>>>>>

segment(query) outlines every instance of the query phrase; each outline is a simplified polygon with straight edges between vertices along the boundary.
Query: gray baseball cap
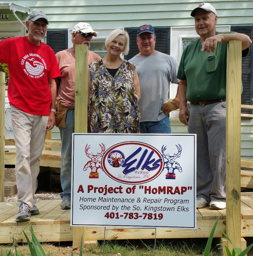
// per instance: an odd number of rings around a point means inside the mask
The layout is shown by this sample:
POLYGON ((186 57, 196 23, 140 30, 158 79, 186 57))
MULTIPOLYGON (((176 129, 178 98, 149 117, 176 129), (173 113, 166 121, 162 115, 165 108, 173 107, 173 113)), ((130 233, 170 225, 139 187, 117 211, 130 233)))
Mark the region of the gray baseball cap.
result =
POLYGON ((31 13, 28 18, 28 20, 30 19, 33 21, 37 20, 38 19, 41 18, 44 19, 46 20, 46 24, 48 25, 48 21, 46 15, 41 11, 37 11, 34 10, 31 13))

<<<<<

* PROBLEM DETAILS
Rewrite the entries above, replacing every occurrence of "baseball cap" with "sun hat" and leaving everything else unchanged. Omit the pictures from your version.

* WRITTEN RESPONSE
segment(query) outlines every instance of the query phrase; each outline is a simplified polygon with straight edges between vertices along the boundary.
Query: gray sun hat
// per instance: an odd number of rings around a point means inside the mask
The layout is shown by this sample:
POLYGON ((186 57, 196 23, 140 30, 158 79, 186 57))
MULTIPOLYGON (((176 129, 178 98, 149 117, 176 129), (173 113, 166 121, 162 115, 165 108, 173 107, 173 113)), ((130 233, 170 225, 139 187, 117 211, 130 233)))
Mark the region of the gray sun hat.
result =
POLYGON ((31 13, 28 18, 28 20, 30 19, 33 21, 37 20, 38 19, 41 18, 44 19, 46 20, 46 24, 48 25, 48 21, 46 15, 41 11, 37 11, 34 10, 31 13))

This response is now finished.